_PROBLEM SET_
- a) In the call transcript:
(i) How many gaming REITs does Edward Pitoniak say are now in the space?
(ii) Which tribe announced the deal with Sands Bethlehem?
(iii) In Edward Pitoniak's final remark, on what kind of land would nothing technically prohibit such a deal?
- b) Echo the call transcript between "And I would" and "each other's benefit.", inclusive.
- c) Do these statements agree with the call transcript? Answer yes or no for each, quoting the words that decide it.
(i) John W. Payne says VICI is relatively new.
(ii) Edward Pitoniak says the discussions with operators are at an advanced stage.
(iii) John W. Payne describes VICI as the first company in the space.

_TEXT SECTION_
========================================================================
So look, I know these calls are always difficult, so welcome to the public markets. But it's always challenging to talk too much about the M&A environment and pipeline, but can you just give us, to the extent possible, what's your kind of current read on partners that may be out there, opportunities to kind of transact in the gaming landscape? And just what kind of -- and specifically, maybe to ask 1 deal since it's in the headlines, any thoughts you might have on the announced transaction for Sands Bethlehem?

E
Edward Pitoniak
executive

Sure. I'll start off, Shaun. This is Ed. Good to talk to you. And then John will give you more detail and color. I think with now 3 gaming REITs in the space, I think the sector is being validated and moreover, being understood by a lot of market participants in a way that hasn't happened up until now. And I think there's increasing appreciation for the way in which a gaming REIT likely VICI can be a permanent capital source for operators who want to continue to grow their businesses. And we see that interest resulting in discussions. Again, these would be early and preliminary discussions on understanding each other better throughout the relationships that John has had and continues to grow in our sector. And with that, I'll turn it over to John.

J
John W. Payne
executive

Yes, Shaun, thanks for the question. And a little bit for us as being a new company, we're out trying to talk to every operator that's out there and introduce them to VICI and who we are and how we think about deals. So obviously, we're relatively new, and we're spending a lot of time in the field. It is an active space right now. You obviously referenced the deal that was announced by the Poarch Creek tribe with Sands Bethlehem that I've -- again, you're in the space, you understand that's been out there for quite a while. It seemed like a good deal for both sides and we'll have to see how that plays out. But we are spending a large amount of our time ensuring that operators understand who we are and how we can be partners with them in the future.

S
Shaun Kelley
analyst

And one more, if I could. Just your general thoughts on, like, could you ever partner with a tribal entity like that to be a financing partner or source in that kind of transaction where, I guess, they would have the license? It's not -- that's not a structure that we've traditionally seen, but we do see the tribes more active in -- both in that transaction and obviously moving around in Atlantic City, some, too.

J
John W. Payne
executive

Yes, I think that if the buyer didn't want to have a whole code takedown and wanted to have a structure on a commercial casino that was in an opco propco, there's no reason at all why we couldn't be involved in that. Or in this case, if ultimately the tribe decides to monetize their assets of the asset they just purchased, there's no reason why VICI wouldn't have interest in that. So it is another avenue for partnership that we continue to build our relationships with others and to introduce them to us. Obviously, we're the third in the space and we need to make sure people understand how we think about deals.

E
Edward Pitoniak
executive

And I would just add, Shaun, that obviously if the property is on fee simple non-tribal land, there'd really be nothing technically that would prohibit us from doing such a deal with each other's benefit.
========================================================================
_LISTING_
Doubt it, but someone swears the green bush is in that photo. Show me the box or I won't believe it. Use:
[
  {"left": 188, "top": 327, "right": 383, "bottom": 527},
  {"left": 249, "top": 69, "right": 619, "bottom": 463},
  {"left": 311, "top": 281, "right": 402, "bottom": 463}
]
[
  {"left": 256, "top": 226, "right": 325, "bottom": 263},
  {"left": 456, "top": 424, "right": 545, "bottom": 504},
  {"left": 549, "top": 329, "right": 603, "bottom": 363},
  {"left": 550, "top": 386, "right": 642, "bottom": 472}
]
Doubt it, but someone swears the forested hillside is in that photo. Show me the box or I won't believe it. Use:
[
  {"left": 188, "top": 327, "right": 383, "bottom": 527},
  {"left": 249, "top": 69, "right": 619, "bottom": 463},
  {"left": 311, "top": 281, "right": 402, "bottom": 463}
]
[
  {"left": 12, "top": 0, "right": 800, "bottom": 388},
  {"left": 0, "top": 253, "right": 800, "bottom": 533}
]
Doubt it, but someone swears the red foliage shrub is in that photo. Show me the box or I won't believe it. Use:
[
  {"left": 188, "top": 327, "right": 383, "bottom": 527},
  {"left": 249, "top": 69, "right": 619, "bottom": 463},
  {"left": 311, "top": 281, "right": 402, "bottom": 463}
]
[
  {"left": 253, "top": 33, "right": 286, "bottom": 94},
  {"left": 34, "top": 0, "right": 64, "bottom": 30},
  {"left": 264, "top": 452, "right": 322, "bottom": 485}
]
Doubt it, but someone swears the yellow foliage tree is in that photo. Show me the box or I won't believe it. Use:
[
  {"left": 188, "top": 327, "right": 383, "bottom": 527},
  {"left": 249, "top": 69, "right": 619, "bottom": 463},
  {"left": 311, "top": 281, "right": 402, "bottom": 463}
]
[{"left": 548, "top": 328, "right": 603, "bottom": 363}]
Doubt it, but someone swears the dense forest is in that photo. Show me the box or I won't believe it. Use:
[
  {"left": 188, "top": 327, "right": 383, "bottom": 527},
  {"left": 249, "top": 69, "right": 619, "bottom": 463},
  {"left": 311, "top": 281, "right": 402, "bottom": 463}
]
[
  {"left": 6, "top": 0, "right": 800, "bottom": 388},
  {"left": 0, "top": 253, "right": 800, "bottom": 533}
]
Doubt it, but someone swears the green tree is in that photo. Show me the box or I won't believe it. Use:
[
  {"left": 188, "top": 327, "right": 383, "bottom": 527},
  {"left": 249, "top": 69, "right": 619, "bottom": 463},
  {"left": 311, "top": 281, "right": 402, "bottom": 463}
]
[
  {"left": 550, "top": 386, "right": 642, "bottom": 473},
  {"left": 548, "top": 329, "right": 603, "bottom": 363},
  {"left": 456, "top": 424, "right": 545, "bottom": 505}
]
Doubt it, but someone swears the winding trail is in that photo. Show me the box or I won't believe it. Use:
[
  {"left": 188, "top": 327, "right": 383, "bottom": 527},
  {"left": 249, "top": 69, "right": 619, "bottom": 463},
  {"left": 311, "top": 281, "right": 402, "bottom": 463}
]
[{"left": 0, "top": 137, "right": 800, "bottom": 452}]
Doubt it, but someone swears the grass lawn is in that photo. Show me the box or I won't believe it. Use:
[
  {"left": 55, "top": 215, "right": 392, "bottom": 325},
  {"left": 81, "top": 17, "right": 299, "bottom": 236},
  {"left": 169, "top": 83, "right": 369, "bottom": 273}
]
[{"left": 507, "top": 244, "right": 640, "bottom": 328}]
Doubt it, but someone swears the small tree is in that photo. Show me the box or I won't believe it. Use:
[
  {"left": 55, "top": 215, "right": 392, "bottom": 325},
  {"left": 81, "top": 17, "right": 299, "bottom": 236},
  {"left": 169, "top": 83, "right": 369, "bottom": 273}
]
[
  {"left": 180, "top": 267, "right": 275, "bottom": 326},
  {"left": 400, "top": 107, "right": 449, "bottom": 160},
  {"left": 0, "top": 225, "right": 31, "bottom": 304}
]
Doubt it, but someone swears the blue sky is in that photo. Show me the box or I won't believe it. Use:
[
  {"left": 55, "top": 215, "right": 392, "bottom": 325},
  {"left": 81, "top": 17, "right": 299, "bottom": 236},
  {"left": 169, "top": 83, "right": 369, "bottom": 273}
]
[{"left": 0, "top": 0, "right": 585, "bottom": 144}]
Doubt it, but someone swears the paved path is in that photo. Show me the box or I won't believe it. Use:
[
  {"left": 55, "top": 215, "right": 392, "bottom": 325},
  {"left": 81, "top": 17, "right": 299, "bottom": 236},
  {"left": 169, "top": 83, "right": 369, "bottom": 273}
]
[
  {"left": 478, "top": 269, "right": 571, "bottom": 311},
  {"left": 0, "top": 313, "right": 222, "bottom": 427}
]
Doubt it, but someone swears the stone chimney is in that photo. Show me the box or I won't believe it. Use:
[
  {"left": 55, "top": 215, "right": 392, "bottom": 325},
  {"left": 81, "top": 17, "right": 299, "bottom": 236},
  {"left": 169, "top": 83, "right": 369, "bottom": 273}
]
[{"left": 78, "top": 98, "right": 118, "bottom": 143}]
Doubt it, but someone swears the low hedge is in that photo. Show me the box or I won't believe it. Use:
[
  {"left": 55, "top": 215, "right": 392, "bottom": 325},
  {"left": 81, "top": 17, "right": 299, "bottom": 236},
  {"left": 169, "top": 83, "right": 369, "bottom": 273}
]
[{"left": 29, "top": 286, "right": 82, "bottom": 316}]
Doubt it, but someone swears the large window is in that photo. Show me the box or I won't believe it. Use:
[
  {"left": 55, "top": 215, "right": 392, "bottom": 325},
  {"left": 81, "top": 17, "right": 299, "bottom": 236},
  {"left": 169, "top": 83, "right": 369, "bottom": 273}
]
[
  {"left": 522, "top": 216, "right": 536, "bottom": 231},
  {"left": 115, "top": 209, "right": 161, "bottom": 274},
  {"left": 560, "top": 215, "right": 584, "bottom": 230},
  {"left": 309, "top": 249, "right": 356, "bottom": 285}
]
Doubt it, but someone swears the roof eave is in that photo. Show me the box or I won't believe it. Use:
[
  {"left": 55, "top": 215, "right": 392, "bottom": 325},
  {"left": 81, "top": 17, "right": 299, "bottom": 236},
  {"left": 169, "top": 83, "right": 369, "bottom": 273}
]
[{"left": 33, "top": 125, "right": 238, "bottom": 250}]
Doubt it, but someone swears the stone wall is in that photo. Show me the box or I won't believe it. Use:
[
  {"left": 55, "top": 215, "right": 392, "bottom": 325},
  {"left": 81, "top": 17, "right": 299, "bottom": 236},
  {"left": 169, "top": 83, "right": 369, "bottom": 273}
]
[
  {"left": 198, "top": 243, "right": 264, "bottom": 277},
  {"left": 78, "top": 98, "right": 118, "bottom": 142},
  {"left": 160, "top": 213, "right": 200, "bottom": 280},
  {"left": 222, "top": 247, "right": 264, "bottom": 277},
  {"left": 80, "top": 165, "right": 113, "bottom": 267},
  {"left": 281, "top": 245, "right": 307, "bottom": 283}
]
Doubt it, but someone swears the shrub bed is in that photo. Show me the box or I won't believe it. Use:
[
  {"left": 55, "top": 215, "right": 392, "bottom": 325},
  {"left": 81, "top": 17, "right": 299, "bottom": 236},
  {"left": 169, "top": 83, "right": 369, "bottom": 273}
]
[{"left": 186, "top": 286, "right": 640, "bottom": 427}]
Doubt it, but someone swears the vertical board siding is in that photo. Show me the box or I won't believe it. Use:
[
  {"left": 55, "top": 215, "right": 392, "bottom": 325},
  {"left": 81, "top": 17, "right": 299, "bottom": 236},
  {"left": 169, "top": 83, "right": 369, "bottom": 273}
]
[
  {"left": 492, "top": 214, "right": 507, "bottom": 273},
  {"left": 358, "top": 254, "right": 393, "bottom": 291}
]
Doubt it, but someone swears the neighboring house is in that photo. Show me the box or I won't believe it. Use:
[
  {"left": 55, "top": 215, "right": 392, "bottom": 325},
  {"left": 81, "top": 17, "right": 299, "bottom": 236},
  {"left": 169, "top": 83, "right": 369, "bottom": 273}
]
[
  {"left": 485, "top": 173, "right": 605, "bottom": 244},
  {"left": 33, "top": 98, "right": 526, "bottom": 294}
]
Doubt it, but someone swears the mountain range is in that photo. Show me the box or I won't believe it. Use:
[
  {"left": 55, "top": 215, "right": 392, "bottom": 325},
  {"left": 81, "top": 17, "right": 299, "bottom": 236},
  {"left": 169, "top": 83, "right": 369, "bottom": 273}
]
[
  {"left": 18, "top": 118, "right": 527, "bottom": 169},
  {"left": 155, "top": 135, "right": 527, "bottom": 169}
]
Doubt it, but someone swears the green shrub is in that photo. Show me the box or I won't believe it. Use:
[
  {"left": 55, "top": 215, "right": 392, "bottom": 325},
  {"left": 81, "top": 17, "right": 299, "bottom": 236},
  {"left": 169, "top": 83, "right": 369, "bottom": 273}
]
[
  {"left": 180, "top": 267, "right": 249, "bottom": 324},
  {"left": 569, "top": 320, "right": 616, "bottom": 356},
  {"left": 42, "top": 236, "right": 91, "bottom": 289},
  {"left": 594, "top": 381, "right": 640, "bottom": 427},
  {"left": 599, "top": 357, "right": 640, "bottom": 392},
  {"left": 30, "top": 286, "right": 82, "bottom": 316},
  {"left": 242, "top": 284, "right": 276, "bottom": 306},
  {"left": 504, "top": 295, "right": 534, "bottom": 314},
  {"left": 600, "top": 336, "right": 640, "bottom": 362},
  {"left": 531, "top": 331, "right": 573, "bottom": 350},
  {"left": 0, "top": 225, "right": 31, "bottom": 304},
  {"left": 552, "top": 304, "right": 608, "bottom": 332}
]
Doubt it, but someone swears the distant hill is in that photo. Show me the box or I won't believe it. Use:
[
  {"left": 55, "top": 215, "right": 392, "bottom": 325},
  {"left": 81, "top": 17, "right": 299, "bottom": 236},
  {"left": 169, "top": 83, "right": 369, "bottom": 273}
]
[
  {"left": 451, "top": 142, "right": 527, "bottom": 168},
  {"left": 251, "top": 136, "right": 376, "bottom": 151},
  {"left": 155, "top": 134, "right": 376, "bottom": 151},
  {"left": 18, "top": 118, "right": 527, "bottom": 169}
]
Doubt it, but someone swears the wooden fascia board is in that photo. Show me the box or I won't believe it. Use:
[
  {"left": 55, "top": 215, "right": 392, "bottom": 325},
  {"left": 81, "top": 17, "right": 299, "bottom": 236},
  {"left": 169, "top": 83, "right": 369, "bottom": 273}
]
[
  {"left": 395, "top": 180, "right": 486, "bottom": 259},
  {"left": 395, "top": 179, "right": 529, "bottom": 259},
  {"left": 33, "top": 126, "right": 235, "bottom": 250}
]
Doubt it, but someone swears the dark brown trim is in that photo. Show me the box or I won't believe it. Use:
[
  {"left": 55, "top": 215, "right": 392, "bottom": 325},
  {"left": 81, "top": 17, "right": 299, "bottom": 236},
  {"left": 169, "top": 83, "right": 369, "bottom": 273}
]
========================================================================
_RESULTS FOR EACH TASK_
- a)
(i) 3
(ii) The Poarch Creek tribe
(iii) Fee simple non-tribal land

- b)
And I would just add, Shaun, that obviously if the property is on fee simple non-tribal land, there'd really be nothing technically that would prohibit us from doing such a deal with each other's benefit.

- c)
(i) Yes: "So obviously, we're relatively new, and we're spending a lot of time in the field."
(ii) No: "these would be early and preliminary discussions"
(iii) No: "Obviously, we're the third in the space"